AVAILABLE RECORDS:
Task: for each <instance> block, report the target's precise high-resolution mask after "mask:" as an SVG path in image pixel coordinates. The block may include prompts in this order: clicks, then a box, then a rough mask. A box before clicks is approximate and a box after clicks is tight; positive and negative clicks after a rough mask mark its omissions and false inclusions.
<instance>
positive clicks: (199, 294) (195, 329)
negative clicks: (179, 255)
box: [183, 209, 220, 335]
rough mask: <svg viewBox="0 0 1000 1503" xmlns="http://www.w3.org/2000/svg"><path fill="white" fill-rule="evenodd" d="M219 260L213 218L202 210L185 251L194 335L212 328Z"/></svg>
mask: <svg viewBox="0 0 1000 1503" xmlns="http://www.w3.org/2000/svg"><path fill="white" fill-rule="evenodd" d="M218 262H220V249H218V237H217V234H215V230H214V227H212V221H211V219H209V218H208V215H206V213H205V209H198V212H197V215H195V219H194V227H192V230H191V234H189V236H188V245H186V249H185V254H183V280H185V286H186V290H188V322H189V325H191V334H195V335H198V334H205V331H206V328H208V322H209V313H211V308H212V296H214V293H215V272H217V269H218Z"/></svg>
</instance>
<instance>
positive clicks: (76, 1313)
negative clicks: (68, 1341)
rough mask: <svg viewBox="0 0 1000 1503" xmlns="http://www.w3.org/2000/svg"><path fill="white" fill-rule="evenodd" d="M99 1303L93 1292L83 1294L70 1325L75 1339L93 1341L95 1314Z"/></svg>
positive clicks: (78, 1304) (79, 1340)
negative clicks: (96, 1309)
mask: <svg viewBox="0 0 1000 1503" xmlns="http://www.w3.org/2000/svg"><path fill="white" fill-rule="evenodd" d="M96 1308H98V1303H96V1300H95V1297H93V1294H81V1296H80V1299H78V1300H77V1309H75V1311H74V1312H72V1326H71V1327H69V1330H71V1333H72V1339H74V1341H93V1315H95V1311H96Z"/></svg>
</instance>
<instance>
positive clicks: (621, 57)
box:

ASSIGNMENT:
In full, transcribe each entry of the material exactly.

EXERCISE RESULT:
Task: for each <instance> block, report the target's precise high-resolution mask after "mask:" as an SVG path in image pixel coordinates. The block may include prompts in this order: clicks, then a box, then a rough mask. A box before clicks is approximate and a box after clicks is tight; positive and negative clicks after a rough mask mark its omissions and false inclusions.
<instance>
positive clicks: (199, 294) (195, 329)
negative clicks: (179, 255)
box: [183, 209, 220, 335]
rough mask: <svg viewBox="0 0 1000 1503" xmlns="http://www.w3.org/2000/svg"><path fill="white" fill-rule="evenodd" d="M219 260L213 218L202 210L185 251L194 335L212 328Z"/></svg>
mask: <svg viewBox="0 0 1000 1503" xmlns="http://www.w3.org/2000/svg"><path fill="white" fill-rule="evenodd" d="M218 262H220V249H218V237H217V234H215V230H214V227H212V221H211V219H209V218H208V215H206V213H205V209H198V212H197V215H195V219H194V227H192V230H191V234H189V236H188V245H186V249H185V254H183V280H185V286H186V290H188V322H189V325H191V334H195V335H198V334H205V331H206V328H208V322H209V313H211V308H212V296H214V293H215V272H217V269H218Z"/></svg>
</instance>
<instance>
positive clicks: (76, 1313)
negative clicks: (68, 1341)
rough mask: <svg viewBox="0 0 1000 1503" xmlns="http://www.w3.org/2000/svg"><path fill="white" fill-rule="evenodd" d="M99 1303L93 1292L83 1294L70 1325L75 1339L93 1341L95 1314Z"/></svg>
positive clicks: (78, 1304) (79, 1340)
negative clicks: (96, 1309)
mask: <svg viewBox="0 0 1000 1503" xmlns="http://www.w3.org/2000/svg"><path fill="white" fill-rule="evenodd" d="M96 1308H98V1303H96V1300H95V1297H93V1294H81V1296H80V1299H78V1300H77V1309H75V1311H74V1312H72V1326H71V1327H69V1330H71V1333H72V1339H74V1341H93V1315H95V1311H96Z"/></svg>
</instance>
<instance>
positive clicks: (621, 57)
box:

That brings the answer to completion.